### [Given text]
....
STROKE AF was a prospective, randomized, controlled, multicenter trial, for which 492 patients (mean age, 67 years; 62% men) with ischemic stroke and no prior AF diagnosis were randomly assigned to either continuous monitoring with an insertable cardiac monitor (Reveal LINQ, Medtronic) or a control group who received site-specific standard of care for AF detection.

As Healio previously reported, at 12 months, the incidence rate of AF was 12.1% in the insertable cardiac monitor group compared with 1.8% in the control group (HR = 7.41; 95% CI, 2.6-21.28; P < .001).

For the present analysis of the STROKE AF trial, researchers compared the 3-year incidence of AF detected via long-term insertable cardiac monitoring in 148 patients compared with standard of care in 146 patients after ischemic stroke associated with ASCVD.

Schwamm reported that the incidence rates of AF following ASCVD-related ischemic stroke was approximately 10-fold during long-term insertable cardiac monitoring (21.7%) compared with standard of care (2.4%) at 36 months (HR = 10; 95% CI, 4-25.2; P < .001).

In addition, 88% of AF episodes detected with long-term insertable cardiac monitoring were asymptomatic, and the median time to first adjudicated AF episode was 284 days, according to the presentation.
....
### [Task requirements]
a) In the STROKE AF trial text, what was the median time to the first adjudicated AF episode?
b) List every AF incidence rate, as a percentage, that the STROKE AF trial text reports.
c) Reproduce everything in the STROKE AF trial text from "STROKE AF was" down to "for AF detection.".

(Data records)
....
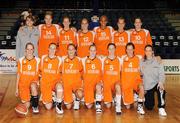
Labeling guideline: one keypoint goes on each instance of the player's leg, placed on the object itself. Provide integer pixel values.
(98, 97)
(78, 96)
(141, 99)
(59, 98)
(118, 98)
(161, 101)
(34, 97)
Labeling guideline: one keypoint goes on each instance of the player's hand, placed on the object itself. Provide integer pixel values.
(17, 93)
(160, 86)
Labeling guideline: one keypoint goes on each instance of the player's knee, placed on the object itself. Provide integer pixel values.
(79, 93)
(59, 87)
(48, 106)
(98, 88)
(108, 105)
(68, 106)
(118, 88)
(89, 106)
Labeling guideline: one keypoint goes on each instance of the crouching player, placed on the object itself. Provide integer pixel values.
(111, 78)
(92, 74)
(27, 78)
(71, 77)
(131, 80)
(50, 79)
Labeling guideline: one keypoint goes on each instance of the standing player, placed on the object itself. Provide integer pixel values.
(27, 78)
(153, 79)
(103, 36)
(48, 34)
(140, 37)
(92, 76)
(121, 37)
(66, 36)
(131, 80)
(71, 77)
(111, 78)
(85, 38)
(50, 79)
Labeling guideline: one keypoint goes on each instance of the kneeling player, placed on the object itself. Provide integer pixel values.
(50, 79)
(27, 78)
(92, 73)
(71, 77)
(131, 81)
(111, 78)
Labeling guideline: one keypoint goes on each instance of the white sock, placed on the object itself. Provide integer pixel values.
(98, 97)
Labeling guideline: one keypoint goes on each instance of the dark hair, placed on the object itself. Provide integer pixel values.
(53, 44)
(104, 16)
(137, 18)
(92, 45)
(122, 18)
(49, 13)
(85, 19)
(29, 43)
(112, 45)
(130, 44)
(67, 18)
(32, 18)
(148, 45)
(71, 44)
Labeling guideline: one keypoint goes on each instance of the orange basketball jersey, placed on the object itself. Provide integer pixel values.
(84, 40)
(102, 38)
(47, 35)
(28, 70)
(65, 38)
(120, 39)
(111, 70)
(140, 39)
(50, 69)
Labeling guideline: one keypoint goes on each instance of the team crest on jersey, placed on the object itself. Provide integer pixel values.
(116, 34)
(106, 62)
(88, 61)
(24, 61)
(62, 32)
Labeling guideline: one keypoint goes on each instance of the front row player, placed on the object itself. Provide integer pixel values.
(50, 79)
(27, 78)
(131, 79)
(92, 76)
(71, 77)
(111, 78)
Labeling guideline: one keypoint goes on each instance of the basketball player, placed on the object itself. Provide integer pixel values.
(111, 79)
(48, 34)
(103, 36)
(131, 81)
(67, 36)
(72, 78)
(121, 37)
(85, 38)
(51, 80)
(92, 76)
(27, 78)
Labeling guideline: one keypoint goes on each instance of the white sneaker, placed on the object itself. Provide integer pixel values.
(118, 110)
(76, 105)
(59, 109)
(136, 96)
(98, 108)
(140, 109)
(162, 112)
(35, 110)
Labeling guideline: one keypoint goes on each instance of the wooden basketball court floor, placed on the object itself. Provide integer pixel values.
(8, 102)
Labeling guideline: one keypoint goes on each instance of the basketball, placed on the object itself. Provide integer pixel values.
(21, 110)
....
### [Task answers]
a) 284 days

b)
12.1% (insertable cardiac monitor group, 12 months)
1.8% (control group, 12 months)
21.7% (long-term insertable cardiac monitoring, 36 months, ASCVD-related stroke)
2.4% (standard of care, 36 months, ASCVD-related stroke)

c)
STROKE AF was a prospective, randomized, controlled, multicenter trial, for which 492 patients (mean age, 67 years; 62% men) with ischemic stroke and no prior AF diagnosis were randomly assigned to either continuous monitoring with an insertable cardiac monitor (Reveal LINQ, Medtronic) or a control group who received site-specific standard of care for AF detection.